**To be done:**
Write out the listing below in full and exactly, leaving out every picture.
--- begin Data provided ---
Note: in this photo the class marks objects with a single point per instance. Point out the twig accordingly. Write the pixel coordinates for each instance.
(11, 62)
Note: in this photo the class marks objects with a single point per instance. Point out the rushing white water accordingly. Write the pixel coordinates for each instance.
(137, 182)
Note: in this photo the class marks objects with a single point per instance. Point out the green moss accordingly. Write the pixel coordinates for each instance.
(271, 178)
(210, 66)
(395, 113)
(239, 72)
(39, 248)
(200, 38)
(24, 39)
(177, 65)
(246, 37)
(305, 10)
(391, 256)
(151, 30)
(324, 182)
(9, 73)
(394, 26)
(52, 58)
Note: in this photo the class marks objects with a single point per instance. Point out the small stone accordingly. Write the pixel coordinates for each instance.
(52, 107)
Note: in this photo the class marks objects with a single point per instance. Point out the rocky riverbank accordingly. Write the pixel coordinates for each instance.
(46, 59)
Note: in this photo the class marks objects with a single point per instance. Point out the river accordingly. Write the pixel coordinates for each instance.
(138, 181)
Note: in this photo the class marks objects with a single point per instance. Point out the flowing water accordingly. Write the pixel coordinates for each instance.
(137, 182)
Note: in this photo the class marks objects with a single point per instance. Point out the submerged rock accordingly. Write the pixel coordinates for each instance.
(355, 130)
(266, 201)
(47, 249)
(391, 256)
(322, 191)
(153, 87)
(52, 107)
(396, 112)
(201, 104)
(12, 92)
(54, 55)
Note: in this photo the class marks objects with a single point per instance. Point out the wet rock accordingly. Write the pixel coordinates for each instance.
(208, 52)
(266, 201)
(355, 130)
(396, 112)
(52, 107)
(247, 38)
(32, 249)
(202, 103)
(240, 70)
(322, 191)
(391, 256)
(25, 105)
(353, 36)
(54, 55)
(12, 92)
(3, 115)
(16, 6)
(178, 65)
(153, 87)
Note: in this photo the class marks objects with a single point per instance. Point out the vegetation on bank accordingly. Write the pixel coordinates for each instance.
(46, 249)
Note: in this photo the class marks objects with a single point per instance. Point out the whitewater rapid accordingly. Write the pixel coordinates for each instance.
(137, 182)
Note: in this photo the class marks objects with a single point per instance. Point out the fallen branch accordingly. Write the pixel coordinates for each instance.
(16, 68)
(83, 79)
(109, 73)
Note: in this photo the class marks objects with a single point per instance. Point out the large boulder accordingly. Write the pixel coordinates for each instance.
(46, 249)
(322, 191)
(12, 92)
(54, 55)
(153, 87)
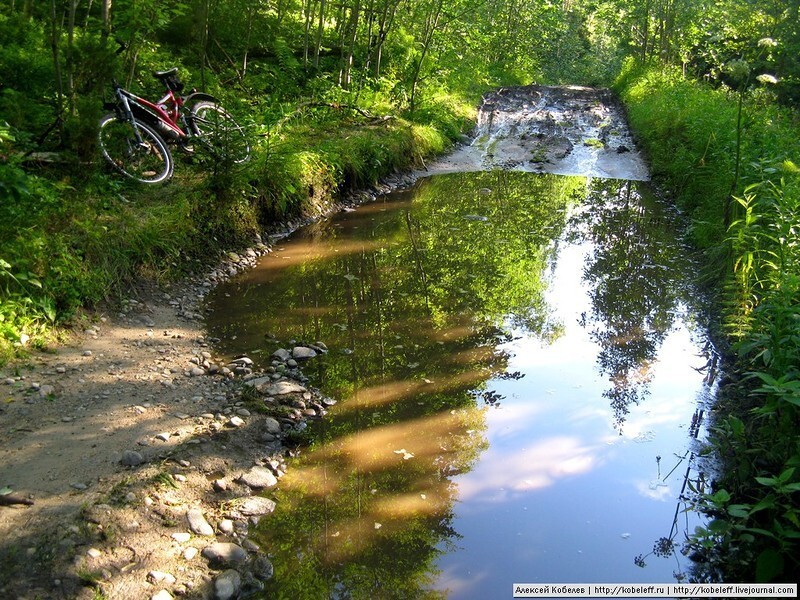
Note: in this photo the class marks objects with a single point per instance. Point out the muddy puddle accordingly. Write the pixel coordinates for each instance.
(519, 377)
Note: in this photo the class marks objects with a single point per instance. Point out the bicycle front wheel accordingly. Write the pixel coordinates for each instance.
(148, 161)
(219, 132)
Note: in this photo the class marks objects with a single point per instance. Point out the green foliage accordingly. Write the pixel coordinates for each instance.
(728, 157)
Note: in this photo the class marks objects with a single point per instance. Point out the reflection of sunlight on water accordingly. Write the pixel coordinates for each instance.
(539, 466)
(459, 585)
(656, 490)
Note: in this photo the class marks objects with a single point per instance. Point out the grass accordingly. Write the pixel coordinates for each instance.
(74, 237)
(746, 229)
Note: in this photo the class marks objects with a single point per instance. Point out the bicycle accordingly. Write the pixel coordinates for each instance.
(134, 138)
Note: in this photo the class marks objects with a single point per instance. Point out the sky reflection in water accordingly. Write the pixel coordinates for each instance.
(511, 356)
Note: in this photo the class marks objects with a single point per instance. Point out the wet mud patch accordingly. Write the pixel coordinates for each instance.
(565, 130)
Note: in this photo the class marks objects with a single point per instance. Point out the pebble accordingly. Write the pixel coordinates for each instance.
(258, 478)
(272, 426)
(262, 568)
(303, 353)
(225, 526)
(224, 553)
(256, 506)
(227, 585)
(160, 576)
(131, 458)
(198, 523)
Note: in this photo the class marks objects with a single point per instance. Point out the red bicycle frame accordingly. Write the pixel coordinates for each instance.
(165, 113)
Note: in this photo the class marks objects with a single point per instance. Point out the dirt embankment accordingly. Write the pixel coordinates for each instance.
(131, 460)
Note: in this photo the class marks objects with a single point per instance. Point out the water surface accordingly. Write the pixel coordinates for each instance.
(516, 366)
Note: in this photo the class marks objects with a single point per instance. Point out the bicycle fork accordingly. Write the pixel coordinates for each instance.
--- end Data provided ---
**Solution to this task:**
Note: in this photo the class marks objects with a single point per instance. Point out the twig accordingly. Write the pixel coordinates for each instance.
(11, 62)
Note: in this photo the class marks objects with a single point per instance. Point out the rushing white water accordingly. Write the pixel coordinates for each instance.
(137, 182)
Note: in this photo the class marks objects with a single point per instance. Point out the green moss accordingly. Write the pixel coordinates for each instance.
(271, 178)
(210, 66)
(395, 113)
(239, 72)
(39, 248)
(200, 38)
(24, 39)
(177, 65)
(246, 37)
(305, 10)
(391, 256)
(151, 30)
(324, 182)
(9, 73)
(394, 26)
(52, 58)
Note: in this photo the class marks objects with a single point per instance. Point out the small stone accordingly. Write the pixel coordinates for each instance.
(52, 107)
Note: in this photo the class marks objects with a single point per instance. Point out the rocky riverbank accordingly. Write the pixel coordinates for each instance.
(46, 59)
Note: in this photo the class marks objects with a single point per instance. Point out the river accordingly. Write the pixel coordinates for each instance.
(138, 181)
Note: in this photo the class marks objects with a single point per instance. Point out the flowing water accordingly. Write the pixel coordinates for each instance.
(137, 182)
Note: in this photo the class marks objects with a single point per instance. Point out the submerged rock accordingly. Write the pixel coordinates for each instance.
(355, 130)
(266, 201)
(47, 249)
(391, 256)
(322, 191)
(153, 87)
(52, 107)
(396, 112)
(201, 104)
(12, 92)
(54, 55)
Note: in this photo the class marks objects with a single point per instance. Point out the wet rock accordingly. Write the pixel coordinates for each instance.
(208, 52)
(266, 201)
(355, 130)
(396, 112)
(52, 107)
(247, 38)
(32, 249)
(202, 103)
(240, 70)
(322, 191)
(391, 256)
(25, 105)
(353, 36)
(54, 55)
(12, 92)
(3, 115)
(16, 6)
(178, 65)
(153, 87)
Note: in this photo the class marks objects with a single point per instance. Point out the vegetation on bank accordingly. Write the pixel coordinates for each instance.
(46, 249)
Note: in this photo the class marks objects with a single point per instance. Point out the whitewater rapid accordingly. Write the pixel coordinates for each instance.
(137, 182)
Note: in this photo the class marks objects with a single point per instance. Point out the fallen branch accordingly. Write the pixel coordinates for each instance.
(16, 68)
(83, 79)
(109, 73)
Note: in this photo the class marks objects with a single point per instance. Point out the large boulder accordingly. Write the pixel coordinates for each instance.
(46, 249)
(322, 191)
(12, 92)
(54, 55)
(153, 87)
Note: in this photo the class marks objects with a single point per instance. Point out the muddy puddle accordingly. Write the pixel coordinates for each instance.
(519, 377)
Note: in this photo the class marks objects with a single point per instance. Point out the bicycle front wheel accordingly. Write the pixel coordinates for each instance.
(148, 161)
(219, 132)
Note: in this photo the class marks objects with a single point per instance. Point out the green foliage accordingly. Write the pixel coordinates for each instance.
(728, 157)
Note: in this photo the class marks objects with a single point per instance. Point out the reflection of sunlight on water accordingly. Write the pixel coordinates for each instance.
(539, 466)
(459, 585)
(656, 490)
Note: in this photo the class marks objects with a single point per instance. Point out the grass accordingly. Write the pixel coordinates for each instance.
(74, 237)
(746, 229)
Note: in this photo the class marks objects with a single point per instance. Point out the bicycle accordingly. Write the pixel coordinates for each instance.
(134, 138)
Note: in this photo the class marks objects with a single point per instance. Point out the sky reflection in water accordingly. Write the pixel coordinates for each instance.
(511, 356)
Note: in this photo the class marks objects with a single point per instance. Point out the wet mud patch accordingly. Write the pixel coordinates for each instance.
(565, 130)
Note: in this photo the class marks objects with a single point per instance. Point out the pebble accordingly. Write the pixel coordinates for each instance.
(258, 478)
(272, 426)
(262, 568)
(303, 353)
(225, 526)
(224, 553)
(256, 506)
(227, 585)
(160, 576)
(131, 458)
(198, 523)
Note: in this photo the class marks objects with a single point per instance. Point out the red bicycle frame accordingly. Write the pixel coordinates for each instance.
(165, 113)
Note: in this photo the class marks objects with a single point per instance. Point out the dirt embankment accordingly. Write the pixel coordinates for each instance.
(131, 460)
Note: in this photo the class marks objects with a single point per instance. Point out the water surface accordingly. Write the pixel coordinates for each instance.
(516, 366)
Note: in this photo the class marks objects with a single point per instance. Point out the bicycle fork accordingly. Write the pixel coordinates for each instance.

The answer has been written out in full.